-------- TEXTO

Por Martín Granovsky
Tiene 77 años, siete menos que Eric Hobsbawm, pero no planea escribir sus memorias y, por lo visto, tampoco está dispuesto a convertirse en un historiador en retiro. Cuando la dictadura de Juan Carlos Onganía resolvió arruinar la universidad a bastonazos, Tulio Halperín Donghi comenzó a enseñar en Oxford y luego en Berkeley. En los últimos años deja California dos meses al año y se instala en la Argentina para dar clases y seguir de cerca el proceso político. Le cabe bien la anécdota del medievalista Henri Pirenne, que cuando llegaba a una ciudad pedía ver el mercado y no los archivos. “Soy historiador, no anticuario”, ironizaba ante sus amigos. La ironía también le cabe bien a Halperín Donghi, como lo demostraron sus argumentos, siempre acompañados por la mirada de un tipo que se divierte con la polémica, en la charla con Radar a raíz del libro que acaba de editar en Siglo Veintiuno, La Argentina y la tormenta del mundo. Ideas e ideologías entre 1930 y 1945.
¿Se puede contar el final de un libro de historia?
–Está permitido.
Usted dice al final que en el ‘45 todo el mundo fue vencido y convencido. Todo el mundo menos la Argentina. ¿Por qué?
–Por las razones que trato de sugerir allí mismo. Juan Perón logró redefinir la alternativa argentina de ese momento y la sacó de la temática que era la de ese momento porque en ella no estaba teniendo un papel muy satisfactorio. Eso fue una historia interrumpida. Y se mantuvo a partir de entonces.
Pero Perón podría no haber tenido éxito en su intento. ¿Por qué tuvo apoyo?
–Porque efectivamente eso muestra la ventaja de una persona que ocupa el poder y sabe usarlo. En el fondo, el peronismo había sido inventado por Ernesto Palacio en Nuevo orden. De alguna manera sus artículos describían una especie de reformulación del fascismo como movimiento de liberación nacional. Antiimperialista, etcétera. El problema de Palacio es que, naturalmente, lo publicaba en un periódico que en cada número decía que si la gente insistía en no comprarlo iba a verse obligado a cerrar. Por lo tanto no tenía impacto. Cuando esa política comenzó a desplegarse desde la Secretaría de Trabajo y Previsión haciendo cosas concretas, desde luego tuvo una eficacia distinta. Demostró que podían cambiarse ciertas cosas que tocaban muy de cerca a la gente. El voto, entonces, era más útil si se lo dedicaba a dirimir esas cosas.
¿Usted votó ese día, el 24 de febrero de 1946?
–Desde luego. Y desde luego no voté por Perón.
Votó por la Unión Democrática.
–Efectivamente.
¿Por qué?
–Porque me parecía obvio. A esta altura no tiene sentido preguntarse por qué, cuando no me lo pregunté en aquel momento.
¿Fue un voto automático?
–Voté lo que me parecía adecuado. Y lo que yo voté no me parece lo más importante que pasó ese día.
A mí tampoco.
–A pesar de todas las calamidades que siguieron, fue una decisión en cierta medida perfectamente explicable del electorado.

----------------

LO QUE HARÁS -
1 - ¿En qué editorial publicó Halperín Donghi el libro que motiva la entrevista?
2 - Copia de la entrevista con Halperín Donghi el fragmento que comienza con "Votó por la" y llega hasta "un voto automático?".
3 - Continúa la entrevista con Halperín Donghi a partir del punto en que termina.

-------- FRAGMENTOS DEL LISTADO

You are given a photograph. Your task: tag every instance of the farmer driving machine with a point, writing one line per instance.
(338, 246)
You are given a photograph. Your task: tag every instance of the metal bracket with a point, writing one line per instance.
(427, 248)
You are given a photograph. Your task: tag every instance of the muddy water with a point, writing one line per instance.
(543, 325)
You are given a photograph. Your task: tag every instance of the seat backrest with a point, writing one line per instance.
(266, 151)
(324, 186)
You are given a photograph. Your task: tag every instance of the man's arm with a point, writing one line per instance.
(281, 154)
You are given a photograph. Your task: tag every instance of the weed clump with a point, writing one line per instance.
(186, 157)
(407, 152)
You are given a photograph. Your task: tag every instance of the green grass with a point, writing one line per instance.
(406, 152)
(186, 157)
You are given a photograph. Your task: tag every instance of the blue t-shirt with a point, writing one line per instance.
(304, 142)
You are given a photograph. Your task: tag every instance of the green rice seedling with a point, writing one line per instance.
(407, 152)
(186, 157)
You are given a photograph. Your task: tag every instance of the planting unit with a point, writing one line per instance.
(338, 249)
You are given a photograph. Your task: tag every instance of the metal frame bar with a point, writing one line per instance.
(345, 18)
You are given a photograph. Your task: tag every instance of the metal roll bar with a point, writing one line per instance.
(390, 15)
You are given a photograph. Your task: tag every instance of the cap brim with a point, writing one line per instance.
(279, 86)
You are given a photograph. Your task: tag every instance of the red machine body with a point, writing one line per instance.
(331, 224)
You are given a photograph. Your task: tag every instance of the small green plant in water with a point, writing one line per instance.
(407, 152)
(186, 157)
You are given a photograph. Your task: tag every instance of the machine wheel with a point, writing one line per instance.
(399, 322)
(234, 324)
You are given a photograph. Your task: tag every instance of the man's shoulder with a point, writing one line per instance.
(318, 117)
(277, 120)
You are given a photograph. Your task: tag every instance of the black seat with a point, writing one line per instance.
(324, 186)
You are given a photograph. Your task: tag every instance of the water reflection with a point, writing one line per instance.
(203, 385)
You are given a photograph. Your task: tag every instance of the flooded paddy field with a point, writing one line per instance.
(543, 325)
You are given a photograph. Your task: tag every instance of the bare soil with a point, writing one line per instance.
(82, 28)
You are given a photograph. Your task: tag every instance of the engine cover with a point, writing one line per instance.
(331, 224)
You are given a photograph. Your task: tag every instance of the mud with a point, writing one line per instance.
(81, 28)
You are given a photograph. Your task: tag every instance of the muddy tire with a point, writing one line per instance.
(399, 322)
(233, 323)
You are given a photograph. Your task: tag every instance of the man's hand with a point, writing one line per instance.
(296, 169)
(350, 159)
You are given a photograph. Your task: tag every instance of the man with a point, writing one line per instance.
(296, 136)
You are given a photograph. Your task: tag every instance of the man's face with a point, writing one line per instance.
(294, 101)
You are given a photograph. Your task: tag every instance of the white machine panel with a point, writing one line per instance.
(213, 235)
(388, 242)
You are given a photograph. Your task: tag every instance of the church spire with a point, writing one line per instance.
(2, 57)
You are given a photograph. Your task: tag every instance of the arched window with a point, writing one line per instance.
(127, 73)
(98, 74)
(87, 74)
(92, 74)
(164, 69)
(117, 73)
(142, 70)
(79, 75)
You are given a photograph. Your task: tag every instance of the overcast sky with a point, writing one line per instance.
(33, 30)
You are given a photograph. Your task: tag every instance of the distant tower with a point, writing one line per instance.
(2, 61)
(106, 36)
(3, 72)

----------------

RESPUESTAS POR TAREA -
1 - En Siglo Veintiuno.

2 -
Votó por la Unión Democrática.
–Efectivamente.
¿Por qué?
–Porque me parecía obvio. A esta altura no tiene sentido preguntarse por qué, cuando no me lo pregunté en aquel momento.
¿Fue un voto automático?

3 -
¿Perón aparecía para la Unión Democrática como una ambigüedad o como un peligro?
–Como un peligro. Perón era nazi, cosa que no era totalmente calumniosa.
¿Usted dice que era nazi o que era visto como nazi?
–Que era visto como nazi. Y además con Perón pasa una cosa muy curiosa. No creo que fuera nazi, en la medida en que no tenía definiciones ideológicas tan precisas. Pero sucede una cosa muy notable. Basta revisar los archivos existentes en historia oral sobre dirigentes peronistas para darse cuenta de que era visto como un líder muy poco confiable, muy pocoleal con sus seguidores. Puede ser que el único gesto generoso de toda su vida política fuese el apoyo a los criminales de guerra. Eso sugiere algo.
¿Sugiere interés, pacto, dinero...?
–No tengo la menor idea. Es un tema que me parece interesante y para el cual no tengo la respuesta.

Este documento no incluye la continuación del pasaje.